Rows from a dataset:
:::
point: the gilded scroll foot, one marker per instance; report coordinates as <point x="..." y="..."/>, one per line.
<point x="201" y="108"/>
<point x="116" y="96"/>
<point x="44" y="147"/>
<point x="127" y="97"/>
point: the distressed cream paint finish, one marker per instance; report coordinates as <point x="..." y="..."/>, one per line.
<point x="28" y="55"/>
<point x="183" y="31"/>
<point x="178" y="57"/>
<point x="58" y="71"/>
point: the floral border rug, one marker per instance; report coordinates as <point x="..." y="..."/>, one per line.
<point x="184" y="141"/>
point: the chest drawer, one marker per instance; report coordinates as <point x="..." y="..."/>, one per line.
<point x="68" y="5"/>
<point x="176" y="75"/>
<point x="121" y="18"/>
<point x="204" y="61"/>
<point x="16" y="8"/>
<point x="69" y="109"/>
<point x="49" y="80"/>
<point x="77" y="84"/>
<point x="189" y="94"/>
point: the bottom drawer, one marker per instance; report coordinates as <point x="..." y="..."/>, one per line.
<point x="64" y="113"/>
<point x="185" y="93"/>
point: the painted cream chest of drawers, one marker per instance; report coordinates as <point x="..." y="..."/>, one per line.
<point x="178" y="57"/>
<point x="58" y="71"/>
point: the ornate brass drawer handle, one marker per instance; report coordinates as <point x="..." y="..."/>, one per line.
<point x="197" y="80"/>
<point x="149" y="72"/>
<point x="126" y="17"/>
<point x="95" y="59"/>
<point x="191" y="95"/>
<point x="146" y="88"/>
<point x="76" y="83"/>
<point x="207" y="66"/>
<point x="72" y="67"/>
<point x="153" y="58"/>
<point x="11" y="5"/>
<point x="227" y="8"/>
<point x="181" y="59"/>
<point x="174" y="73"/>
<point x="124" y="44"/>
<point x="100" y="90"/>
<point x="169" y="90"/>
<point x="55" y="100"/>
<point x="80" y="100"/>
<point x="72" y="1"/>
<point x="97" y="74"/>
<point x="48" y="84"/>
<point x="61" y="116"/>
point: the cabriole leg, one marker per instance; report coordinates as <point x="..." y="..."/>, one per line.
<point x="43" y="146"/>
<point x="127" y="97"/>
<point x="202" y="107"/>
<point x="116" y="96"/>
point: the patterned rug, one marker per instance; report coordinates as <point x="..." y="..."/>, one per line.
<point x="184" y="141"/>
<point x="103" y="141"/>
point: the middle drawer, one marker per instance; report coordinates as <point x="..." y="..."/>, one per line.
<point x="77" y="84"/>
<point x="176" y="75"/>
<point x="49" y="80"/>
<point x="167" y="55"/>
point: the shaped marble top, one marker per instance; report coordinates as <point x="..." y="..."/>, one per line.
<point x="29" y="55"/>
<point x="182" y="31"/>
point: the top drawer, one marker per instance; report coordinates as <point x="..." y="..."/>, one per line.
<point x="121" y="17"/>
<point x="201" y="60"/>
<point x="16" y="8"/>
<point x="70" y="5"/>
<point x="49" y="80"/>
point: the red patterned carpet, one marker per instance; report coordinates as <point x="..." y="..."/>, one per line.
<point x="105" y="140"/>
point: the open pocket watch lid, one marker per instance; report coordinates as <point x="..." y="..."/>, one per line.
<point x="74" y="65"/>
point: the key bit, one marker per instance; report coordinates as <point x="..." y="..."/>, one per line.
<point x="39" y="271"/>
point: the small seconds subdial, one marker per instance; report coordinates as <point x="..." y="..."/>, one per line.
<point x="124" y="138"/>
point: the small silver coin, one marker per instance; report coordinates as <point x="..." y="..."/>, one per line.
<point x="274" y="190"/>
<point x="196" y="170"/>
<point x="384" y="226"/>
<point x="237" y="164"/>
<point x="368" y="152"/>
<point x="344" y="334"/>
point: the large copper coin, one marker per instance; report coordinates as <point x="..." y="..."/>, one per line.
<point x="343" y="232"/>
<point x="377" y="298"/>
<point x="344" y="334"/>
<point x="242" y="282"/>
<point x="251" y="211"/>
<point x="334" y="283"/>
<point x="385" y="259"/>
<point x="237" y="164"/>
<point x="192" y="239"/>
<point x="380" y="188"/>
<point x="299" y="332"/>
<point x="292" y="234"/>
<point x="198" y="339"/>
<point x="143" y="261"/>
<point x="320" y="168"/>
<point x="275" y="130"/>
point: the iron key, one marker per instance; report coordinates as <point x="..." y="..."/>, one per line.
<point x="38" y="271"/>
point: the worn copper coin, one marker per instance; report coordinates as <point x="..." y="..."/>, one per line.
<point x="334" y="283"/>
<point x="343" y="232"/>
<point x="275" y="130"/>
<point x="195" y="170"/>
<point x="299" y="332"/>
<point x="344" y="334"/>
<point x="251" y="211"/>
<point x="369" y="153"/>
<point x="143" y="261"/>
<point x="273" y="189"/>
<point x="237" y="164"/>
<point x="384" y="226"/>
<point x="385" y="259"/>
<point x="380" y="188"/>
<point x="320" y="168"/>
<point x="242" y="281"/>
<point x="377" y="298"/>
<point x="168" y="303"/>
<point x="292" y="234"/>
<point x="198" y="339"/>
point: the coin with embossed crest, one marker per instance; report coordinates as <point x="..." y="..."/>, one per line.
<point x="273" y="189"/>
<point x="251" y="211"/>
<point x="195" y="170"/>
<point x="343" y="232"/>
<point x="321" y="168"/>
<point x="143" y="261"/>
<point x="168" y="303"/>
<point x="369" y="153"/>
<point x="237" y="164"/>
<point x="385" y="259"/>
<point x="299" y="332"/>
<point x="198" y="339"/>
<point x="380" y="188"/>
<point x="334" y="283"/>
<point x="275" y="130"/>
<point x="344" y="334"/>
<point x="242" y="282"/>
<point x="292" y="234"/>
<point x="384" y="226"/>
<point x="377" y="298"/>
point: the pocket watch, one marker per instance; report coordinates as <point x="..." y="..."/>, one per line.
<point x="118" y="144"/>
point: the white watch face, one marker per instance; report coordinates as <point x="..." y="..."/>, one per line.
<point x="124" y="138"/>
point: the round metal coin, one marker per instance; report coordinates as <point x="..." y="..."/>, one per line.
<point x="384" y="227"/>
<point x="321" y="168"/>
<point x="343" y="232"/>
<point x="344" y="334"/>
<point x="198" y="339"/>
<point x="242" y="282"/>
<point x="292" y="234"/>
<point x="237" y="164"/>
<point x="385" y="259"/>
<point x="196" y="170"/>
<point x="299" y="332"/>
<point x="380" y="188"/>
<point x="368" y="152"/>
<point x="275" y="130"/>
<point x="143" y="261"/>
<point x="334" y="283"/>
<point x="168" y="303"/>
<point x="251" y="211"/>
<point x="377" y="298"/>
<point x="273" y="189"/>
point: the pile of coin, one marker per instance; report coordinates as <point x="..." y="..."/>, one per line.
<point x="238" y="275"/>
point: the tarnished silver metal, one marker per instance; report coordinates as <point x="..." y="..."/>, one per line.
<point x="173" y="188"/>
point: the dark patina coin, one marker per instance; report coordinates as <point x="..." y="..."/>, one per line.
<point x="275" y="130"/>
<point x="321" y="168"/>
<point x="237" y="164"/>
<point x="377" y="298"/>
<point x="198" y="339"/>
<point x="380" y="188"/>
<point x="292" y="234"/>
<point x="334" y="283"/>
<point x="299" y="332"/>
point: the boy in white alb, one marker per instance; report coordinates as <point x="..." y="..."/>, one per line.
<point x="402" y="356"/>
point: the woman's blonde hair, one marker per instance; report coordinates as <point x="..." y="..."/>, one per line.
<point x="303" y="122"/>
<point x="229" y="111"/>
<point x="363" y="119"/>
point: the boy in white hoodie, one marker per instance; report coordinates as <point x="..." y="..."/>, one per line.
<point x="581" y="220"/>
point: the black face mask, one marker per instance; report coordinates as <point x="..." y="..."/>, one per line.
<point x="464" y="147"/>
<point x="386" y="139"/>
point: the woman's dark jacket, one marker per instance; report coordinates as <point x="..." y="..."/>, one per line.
:::
TASK DESCRIPTION: Reproduce exactly the line containing "point: the woman's blonde" and every line after it through the end of the records above, and nothing else.

WRITTEN REPLY:
point: the woman's blonde hair, one marker per instance; report coordinates as <point x="..." y="..."/>, one per line.
<point x="303" y="122"/>
<point x="229" y="111"/>
<point x="363" y="119"/>
point: the boy in white hoodie, one marker per instance; report coordinates as <point x="..." y="..."/>, one per line.
<point x="581" y="220"/>
point: the black face mask, one marker per instance; report coordinates as <point x="..." y="..."/>, one per line.
<point x="464" y="147"/>
<point x="386" y="139"/>
point: the woman's dark jacket, one marker per instance; report coordinates as <point x="..." y="..."/>, one per line.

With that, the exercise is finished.